**Set of tasks**
1. Reproduce word for word the part of the forum thread on cloning software that starts at "Good idea. I" and ends at "compliance testing again.".
2. In the forum thread on cloning software, how long did the FDA audit begun by four Navy officers last?

**Passage**
--------------------------------------------------

If its just to have a copy of an HDD to put on another HDD then Acronis is for you.
Re: Looking for Professional cloning software
Quote:
Originally Posted by
x88x
Sounds to me like you're more looking for a forensics tool, not a standard imaging tool. Maybe I'm misinterpreting your requirements, but all the talk about connecting drives separate to the machine, not altering the data on the disk at all, and the detailed record of when and what you're imaging at all screams 'forensics' at me. Unfortunately, I'm not familiar with a tool like what you're looking for, but you might find something if you shift your search to cover computer forensics tools in addition to the normal imaging utilities.
Good idea. I have one of my engineers looking at forensic tools now.
Quote:
Originally Posted by
xr4man
i don't think it has to do with forensics.
he mentioned something about validation testing with the fda. it sounds to me like it is a just a product that needs to be exactly identical to the original so it doesn't have to go back through the testing phase. we have similar issues here when components go obsolete and we have to have to re-engineer a particular circuit for for a new part. then we get to spend months and $1000's on getting through fcc and ce compliance testing again.
Correct that it is not tied to forensics, but many of the tools I use day to day, "touch" a drive in some way or another or do not have verification tools. And if you think the FCC is tough, the FDA is a complete nightmare. I was at another customer several months ago working on a project and out of no where, 4 Navy Officers show up at the front desk an initiate an FDA audit that lasts 2 months. Next thing we know they are asking for the original copies of the test data and work order information from us for several of the companies products.
Quote:
Originally Posted by
Fuganater
FTK is what you want. Its what we used in college. (Computer Forensics Degree) This is what you need to use if you want an EXACT UNTOUCHED copy of an HDD. Anything else will leave a trace.
If its just to have a copy of an HDD to put on another HDD then Acronis is for you.
Thanks for the tip. I will check out FTK.
Re: Looking for Professional cloning software
oh yeah, to qualify my statement, i didn't mean you shouldn't use a forensics based software, just that that's not what the purpose was.

--------------------------------------------------

Region pointing data
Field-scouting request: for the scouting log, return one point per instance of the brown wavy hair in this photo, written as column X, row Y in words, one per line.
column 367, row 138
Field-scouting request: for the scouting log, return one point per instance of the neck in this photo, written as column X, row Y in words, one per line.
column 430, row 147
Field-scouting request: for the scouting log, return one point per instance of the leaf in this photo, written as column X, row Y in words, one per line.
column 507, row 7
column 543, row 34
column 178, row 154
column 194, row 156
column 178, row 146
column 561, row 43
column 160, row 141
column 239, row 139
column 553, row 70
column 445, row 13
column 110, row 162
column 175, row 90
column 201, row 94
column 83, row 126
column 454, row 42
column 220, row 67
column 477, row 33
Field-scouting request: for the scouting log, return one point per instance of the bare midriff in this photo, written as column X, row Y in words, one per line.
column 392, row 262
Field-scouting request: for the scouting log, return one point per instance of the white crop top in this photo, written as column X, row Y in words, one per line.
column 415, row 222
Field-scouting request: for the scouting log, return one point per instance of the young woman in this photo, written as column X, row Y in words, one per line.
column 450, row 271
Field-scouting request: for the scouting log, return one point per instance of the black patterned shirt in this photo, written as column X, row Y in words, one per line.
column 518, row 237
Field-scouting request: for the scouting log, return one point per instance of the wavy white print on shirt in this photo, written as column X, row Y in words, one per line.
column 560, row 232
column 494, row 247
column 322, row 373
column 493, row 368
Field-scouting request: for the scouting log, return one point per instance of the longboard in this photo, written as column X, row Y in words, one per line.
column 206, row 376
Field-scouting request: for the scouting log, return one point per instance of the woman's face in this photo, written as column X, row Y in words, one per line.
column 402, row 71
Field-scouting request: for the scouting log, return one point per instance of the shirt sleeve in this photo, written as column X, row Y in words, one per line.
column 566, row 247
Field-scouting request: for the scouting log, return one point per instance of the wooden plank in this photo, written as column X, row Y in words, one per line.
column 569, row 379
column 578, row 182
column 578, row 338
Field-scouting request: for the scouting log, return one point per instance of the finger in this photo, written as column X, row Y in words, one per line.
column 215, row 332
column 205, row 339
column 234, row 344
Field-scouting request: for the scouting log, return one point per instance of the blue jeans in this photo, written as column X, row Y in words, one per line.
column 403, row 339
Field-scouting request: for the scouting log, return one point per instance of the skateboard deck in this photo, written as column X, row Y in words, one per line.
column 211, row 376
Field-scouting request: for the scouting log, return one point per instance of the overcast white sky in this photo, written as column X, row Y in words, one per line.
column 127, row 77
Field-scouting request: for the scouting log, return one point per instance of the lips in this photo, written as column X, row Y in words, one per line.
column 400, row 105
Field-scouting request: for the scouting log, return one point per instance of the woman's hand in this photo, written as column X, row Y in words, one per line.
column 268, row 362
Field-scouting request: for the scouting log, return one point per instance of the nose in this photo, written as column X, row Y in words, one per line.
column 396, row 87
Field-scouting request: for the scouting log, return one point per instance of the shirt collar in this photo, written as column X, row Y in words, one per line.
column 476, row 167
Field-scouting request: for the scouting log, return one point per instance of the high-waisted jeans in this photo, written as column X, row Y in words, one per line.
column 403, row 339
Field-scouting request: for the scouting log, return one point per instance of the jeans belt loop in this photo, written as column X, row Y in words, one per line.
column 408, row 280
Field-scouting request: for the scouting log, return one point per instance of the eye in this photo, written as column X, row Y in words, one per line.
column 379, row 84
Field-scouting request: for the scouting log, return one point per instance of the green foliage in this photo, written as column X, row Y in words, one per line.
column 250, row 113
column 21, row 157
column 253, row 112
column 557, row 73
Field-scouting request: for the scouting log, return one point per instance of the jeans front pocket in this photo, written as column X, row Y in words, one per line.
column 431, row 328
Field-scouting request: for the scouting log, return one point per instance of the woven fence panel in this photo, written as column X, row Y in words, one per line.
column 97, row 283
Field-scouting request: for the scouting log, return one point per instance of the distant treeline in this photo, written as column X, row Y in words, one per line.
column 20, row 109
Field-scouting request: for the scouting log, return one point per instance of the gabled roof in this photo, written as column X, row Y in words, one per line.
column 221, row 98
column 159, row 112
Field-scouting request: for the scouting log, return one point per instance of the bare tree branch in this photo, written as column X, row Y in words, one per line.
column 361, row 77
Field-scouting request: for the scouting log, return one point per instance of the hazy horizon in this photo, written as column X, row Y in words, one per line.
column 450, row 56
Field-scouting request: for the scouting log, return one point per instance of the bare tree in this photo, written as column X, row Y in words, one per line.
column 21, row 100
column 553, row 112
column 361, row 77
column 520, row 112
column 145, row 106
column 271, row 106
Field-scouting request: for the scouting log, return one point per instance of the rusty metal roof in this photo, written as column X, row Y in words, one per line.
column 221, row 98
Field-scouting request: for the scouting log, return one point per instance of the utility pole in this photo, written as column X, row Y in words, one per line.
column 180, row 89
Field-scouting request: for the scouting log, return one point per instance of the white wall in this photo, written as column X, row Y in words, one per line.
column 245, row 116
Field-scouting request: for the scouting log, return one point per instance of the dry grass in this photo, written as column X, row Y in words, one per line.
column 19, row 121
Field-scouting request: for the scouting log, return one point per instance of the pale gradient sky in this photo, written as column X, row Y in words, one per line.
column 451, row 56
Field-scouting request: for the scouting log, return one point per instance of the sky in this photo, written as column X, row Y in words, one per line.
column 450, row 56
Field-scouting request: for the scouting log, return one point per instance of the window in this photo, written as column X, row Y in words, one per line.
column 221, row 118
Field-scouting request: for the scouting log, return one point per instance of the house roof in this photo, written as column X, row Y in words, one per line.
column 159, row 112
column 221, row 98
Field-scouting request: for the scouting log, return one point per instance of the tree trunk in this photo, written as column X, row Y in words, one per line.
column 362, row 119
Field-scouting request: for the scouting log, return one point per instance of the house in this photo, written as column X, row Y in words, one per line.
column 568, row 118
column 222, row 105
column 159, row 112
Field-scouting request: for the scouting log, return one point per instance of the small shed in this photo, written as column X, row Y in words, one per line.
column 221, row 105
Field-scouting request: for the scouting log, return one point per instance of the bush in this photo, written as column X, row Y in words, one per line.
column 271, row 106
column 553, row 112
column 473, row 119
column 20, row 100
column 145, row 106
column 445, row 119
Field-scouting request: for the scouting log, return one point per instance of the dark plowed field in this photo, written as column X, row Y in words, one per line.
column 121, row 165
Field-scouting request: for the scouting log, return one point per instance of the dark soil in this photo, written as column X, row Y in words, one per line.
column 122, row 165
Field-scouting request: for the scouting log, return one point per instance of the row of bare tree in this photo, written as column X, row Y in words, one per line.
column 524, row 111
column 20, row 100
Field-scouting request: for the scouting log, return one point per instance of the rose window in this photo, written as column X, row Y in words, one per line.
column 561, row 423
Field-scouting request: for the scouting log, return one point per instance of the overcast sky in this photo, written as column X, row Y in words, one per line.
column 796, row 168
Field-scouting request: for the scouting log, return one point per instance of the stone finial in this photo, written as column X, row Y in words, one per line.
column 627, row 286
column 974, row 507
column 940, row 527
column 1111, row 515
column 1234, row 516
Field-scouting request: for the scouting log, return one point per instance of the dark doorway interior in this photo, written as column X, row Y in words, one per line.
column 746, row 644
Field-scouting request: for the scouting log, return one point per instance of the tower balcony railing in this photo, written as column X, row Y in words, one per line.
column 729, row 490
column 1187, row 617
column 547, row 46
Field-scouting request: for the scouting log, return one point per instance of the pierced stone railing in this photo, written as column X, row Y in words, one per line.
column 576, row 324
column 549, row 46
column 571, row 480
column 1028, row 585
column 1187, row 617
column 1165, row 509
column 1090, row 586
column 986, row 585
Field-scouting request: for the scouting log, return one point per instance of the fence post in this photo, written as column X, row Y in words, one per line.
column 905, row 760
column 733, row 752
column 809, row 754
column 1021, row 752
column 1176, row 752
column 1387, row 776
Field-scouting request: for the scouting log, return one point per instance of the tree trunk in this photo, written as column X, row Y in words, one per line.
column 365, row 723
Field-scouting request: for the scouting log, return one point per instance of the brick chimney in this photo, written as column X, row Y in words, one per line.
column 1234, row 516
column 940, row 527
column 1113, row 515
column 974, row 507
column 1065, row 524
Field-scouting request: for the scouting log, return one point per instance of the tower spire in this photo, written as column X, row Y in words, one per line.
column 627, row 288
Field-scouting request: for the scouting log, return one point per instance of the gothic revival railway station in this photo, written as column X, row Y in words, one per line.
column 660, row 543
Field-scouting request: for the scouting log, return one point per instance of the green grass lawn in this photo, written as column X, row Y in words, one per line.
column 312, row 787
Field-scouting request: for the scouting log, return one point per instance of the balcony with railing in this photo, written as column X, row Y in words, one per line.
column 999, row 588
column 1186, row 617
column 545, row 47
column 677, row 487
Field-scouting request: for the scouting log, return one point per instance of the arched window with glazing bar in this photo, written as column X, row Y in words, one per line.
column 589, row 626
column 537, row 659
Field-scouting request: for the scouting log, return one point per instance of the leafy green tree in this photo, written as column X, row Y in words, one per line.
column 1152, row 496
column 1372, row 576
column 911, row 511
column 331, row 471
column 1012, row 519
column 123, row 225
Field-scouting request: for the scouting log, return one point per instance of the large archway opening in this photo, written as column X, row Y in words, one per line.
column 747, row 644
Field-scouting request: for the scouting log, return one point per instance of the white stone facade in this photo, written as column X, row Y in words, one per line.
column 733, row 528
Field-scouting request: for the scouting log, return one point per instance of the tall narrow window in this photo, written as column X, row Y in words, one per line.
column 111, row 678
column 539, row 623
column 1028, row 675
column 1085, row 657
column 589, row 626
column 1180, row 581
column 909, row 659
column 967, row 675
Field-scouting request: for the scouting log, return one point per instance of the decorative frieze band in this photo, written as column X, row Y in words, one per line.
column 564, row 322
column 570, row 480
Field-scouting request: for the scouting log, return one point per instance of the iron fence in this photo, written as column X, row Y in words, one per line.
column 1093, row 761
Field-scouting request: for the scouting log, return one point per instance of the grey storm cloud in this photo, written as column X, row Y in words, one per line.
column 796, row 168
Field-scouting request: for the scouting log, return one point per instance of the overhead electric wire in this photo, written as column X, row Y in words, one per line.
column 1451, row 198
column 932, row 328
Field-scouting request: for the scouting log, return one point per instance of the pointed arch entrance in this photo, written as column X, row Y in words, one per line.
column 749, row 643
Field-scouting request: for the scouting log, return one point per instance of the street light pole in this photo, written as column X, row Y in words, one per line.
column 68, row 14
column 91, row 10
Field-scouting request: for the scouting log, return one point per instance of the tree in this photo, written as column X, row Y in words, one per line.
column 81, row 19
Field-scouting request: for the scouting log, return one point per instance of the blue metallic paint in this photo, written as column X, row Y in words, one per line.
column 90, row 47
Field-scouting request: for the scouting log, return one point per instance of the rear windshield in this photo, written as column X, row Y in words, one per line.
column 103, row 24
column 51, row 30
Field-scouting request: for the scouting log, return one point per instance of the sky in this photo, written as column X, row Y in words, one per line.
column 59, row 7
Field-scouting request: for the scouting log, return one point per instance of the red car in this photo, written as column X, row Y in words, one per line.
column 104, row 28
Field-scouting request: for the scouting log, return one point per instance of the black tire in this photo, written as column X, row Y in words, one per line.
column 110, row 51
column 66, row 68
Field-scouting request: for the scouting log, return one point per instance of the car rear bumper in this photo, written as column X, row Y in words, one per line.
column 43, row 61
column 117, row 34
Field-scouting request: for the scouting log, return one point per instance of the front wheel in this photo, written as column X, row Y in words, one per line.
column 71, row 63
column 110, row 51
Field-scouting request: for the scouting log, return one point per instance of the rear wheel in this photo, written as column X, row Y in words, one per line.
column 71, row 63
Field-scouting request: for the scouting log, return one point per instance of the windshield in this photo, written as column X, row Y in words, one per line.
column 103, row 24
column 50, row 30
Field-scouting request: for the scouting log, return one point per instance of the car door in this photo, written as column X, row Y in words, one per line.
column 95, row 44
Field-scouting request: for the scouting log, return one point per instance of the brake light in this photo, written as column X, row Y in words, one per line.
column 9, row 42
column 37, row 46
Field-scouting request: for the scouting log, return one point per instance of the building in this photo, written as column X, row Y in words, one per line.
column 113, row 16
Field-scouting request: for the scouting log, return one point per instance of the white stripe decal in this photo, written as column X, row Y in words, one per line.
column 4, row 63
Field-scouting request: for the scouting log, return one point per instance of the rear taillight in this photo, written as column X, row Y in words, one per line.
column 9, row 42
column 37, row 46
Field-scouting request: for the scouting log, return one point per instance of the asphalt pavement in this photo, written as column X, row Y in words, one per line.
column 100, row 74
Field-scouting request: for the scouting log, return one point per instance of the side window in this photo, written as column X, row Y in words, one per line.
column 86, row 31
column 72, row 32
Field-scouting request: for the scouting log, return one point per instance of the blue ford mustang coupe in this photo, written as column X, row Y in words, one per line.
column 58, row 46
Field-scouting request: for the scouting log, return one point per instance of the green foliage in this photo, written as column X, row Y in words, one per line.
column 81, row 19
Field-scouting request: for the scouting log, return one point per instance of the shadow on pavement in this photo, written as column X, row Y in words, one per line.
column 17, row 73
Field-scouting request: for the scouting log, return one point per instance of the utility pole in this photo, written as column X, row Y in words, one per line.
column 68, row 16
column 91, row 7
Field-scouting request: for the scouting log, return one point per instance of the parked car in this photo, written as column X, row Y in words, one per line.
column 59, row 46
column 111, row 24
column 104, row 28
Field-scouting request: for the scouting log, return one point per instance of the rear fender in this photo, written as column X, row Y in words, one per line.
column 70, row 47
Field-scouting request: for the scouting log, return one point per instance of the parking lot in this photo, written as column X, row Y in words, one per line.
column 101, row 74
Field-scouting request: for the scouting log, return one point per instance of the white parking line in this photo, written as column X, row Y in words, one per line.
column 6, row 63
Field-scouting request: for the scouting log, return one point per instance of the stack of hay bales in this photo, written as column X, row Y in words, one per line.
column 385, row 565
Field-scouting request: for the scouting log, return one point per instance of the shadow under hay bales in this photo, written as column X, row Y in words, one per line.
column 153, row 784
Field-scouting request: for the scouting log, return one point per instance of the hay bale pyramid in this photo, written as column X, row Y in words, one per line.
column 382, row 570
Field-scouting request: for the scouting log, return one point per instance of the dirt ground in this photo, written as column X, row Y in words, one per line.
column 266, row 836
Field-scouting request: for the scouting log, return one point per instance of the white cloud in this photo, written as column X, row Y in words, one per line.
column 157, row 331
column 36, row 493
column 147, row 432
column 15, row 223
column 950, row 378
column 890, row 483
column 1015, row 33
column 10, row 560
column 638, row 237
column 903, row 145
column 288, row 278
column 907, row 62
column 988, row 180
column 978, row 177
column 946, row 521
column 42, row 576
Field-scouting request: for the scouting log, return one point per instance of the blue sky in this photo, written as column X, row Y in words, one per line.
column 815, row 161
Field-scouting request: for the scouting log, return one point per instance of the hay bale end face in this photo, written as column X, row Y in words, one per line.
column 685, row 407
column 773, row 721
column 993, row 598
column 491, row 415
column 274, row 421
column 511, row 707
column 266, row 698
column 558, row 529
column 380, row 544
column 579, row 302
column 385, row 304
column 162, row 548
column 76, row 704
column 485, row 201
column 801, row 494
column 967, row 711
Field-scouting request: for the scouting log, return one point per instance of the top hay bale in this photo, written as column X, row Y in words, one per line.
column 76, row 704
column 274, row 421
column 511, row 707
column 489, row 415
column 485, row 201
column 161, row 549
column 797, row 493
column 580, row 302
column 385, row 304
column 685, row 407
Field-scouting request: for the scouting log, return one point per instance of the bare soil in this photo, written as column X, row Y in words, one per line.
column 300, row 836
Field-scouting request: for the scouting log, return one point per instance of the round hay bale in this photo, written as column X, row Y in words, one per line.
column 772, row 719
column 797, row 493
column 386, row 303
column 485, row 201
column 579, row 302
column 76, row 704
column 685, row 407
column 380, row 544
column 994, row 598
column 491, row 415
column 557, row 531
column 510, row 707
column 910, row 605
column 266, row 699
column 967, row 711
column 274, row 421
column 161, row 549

--------------------------------------------------

**Set of answers**
1.
Good idea. I have one of my engineers looking at forensic tools now.
Quote:
Originally Posted by
xr4man
i don't think it has to do with forensics.
he mentioned something about validation testing with the fda. it sounds to me like it is a just a product that needs to be exactly identical to the original so it doesn't have to go back through the testing phase. we have similar issues here when components go obsolete and we have to have to re-engineer a particular circuit for for a new part. then we get to spend months and $1000's on getting through fcc and ce compliance testing again.

2. It lasted 2 months.